** Start of Quoted passage **
Whether we’ve met at conferences or talked by phone, the staff of Scholastic Administrator magazine has had the pleasure of crossing paths with many inspiring superintendents this year. Their backgrounds are as diverse as the students who attend their schools. Some of these leaders took the reins of their districts after moving up the ranks from teacher to principal to central office staff. Others have been chosen to lead districts because of their qualifications in management and business. Here are five such superintendents we’ve profiled in 2014 who are leading their school districts to success:
- Michele Taylor (Calhoun City Schools, Georgia) -- Ms. Taylor is a homegrown product of Calhoun City’s school having served in just about every role from student up through superintendent. She was recognized as Georgia’s 2014 Superintendent of the Year, and we quickly found out why. The high school graduation rate soared from 67 percent in 2003 to 94 percent in most recent years. Personnel within the district credit this accomplishment to Taylor’s emphasis on analyzing data. “Teachers were living and breathing data and utilizing it to make instructional decisions,” a retired principal from the district told us. Taylor also led the charge for building sorely needed new facilities, garnering community support to pass a bond referendum at the height of the recession.
- Frank Till Jr. (Cumberland County Schools, North Carolina) --Mr. Till’s district was a finalist for the coveted Broad Prize in 2013, a distinction given to large, urban districts for narrowing the achievement gap. Cumberland County stood out from the competition because its graduation rate increased at twice that of comparable districts from across the country. When we spoke with Till, he told us that he no longer focused on overall proficiency rates in a class or by schools. “We stopped talking about proficiencies and started talking about every student making it,” he said. Like Ms. Taylor, Mr. Till also made data analysis a pivotal component of conversations about student achievement and constantly focuses on growth for both staff and students alike.
** End of Quoted passage **
### Written task A
In the superintendent profiles, what was the Calhoun City high school graduation rate in 2003?
** Start of Given records **
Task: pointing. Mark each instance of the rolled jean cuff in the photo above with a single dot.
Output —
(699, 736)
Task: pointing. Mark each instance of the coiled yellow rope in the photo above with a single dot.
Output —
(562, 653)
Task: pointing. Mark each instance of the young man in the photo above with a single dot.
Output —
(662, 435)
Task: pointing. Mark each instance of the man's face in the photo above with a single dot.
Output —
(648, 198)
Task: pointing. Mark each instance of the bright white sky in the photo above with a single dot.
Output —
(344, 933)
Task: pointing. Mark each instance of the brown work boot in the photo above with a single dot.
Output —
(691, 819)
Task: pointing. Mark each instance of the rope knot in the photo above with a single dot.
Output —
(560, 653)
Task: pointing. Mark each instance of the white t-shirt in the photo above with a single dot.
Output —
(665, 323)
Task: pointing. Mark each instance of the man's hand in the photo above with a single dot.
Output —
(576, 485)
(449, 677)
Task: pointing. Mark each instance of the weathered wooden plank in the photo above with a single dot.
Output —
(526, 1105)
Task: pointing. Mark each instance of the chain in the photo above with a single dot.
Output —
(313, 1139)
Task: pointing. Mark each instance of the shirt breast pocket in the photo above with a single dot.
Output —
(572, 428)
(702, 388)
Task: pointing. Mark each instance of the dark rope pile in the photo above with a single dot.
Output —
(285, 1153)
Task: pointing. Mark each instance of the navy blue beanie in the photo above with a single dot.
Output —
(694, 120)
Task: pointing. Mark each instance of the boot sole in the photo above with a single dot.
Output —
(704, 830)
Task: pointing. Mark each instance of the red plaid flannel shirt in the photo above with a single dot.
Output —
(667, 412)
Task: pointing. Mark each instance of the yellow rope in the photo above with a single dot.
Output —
** End of Given records **
### Written task B
In the entries, replace "rope" with "cord" in the lines from the one containing "Task: pointing. Mark each instance of the coiled" to the last line of the entries, and write those lines out again with nothing else changed.

### Full output A
67 percent

### Full output B
Task: pointing. Mark each instance of the coiled yellow cord in the photo above with a single dot.
Output —
(562, 653)
Task: pointing. Mark each instance of the young man in the photo above with a single dot.
Output —
(662, 435)
Task: pointing. Mark each instance of the man's face in the photo above with a single dot.
Output —
(648, 198)
Task: pointing. Mark each instance of the bright white sky in the photo above with a single dot.
Output —
(344, 933)
Task: pointing. Mark each instance of the brown work boot in the photo above with a single dot.
Output —
(691, 819)
Task: pointing. Mark each instance of the cord knot in the photo above with a single dot.
Output —
(560, 653)
Task: pointing. Mark each instance of the white t-shirt in the photo above with a single dot.
Output —
(665, 323)
Task: pointing. Mark each instance of the man's hand in the photo above with a single dot.
Output —
(576, 485)
(449, 677)
Task: pointing. Mark each instance of the weathered wooden plank in the photo above with a single dot.
Output —
(526, 1105)
Task: pointing. Mark each instance of the chain in the photo above with a single dot.
Output —
(313, 1139)
Task: pointing. Mark each instance of the shirt breast pocket in the photo above with a single dot.
Output —
(572, 428)
(702, 388)
Task: pointing. Mark each instance of the dark cord pile in the photo above with a single dot.
Output —
(285, 1153)
Task: pointing. Mark each instance of the navy blue beanie in the photo above with a single dot.
Output —
(694, 120)
Task: pointing. Mark each instance of the boot sole in the photo above with a single dot.
Output —
(704, 830)
Task: pointing. Mark each instance of the red plaid flannel shirt in the photo above with a single dot.
Output —
(667, 412)
Task: pointing. Mark each instance of the yellow cord in the photo above with a single dot.
Output —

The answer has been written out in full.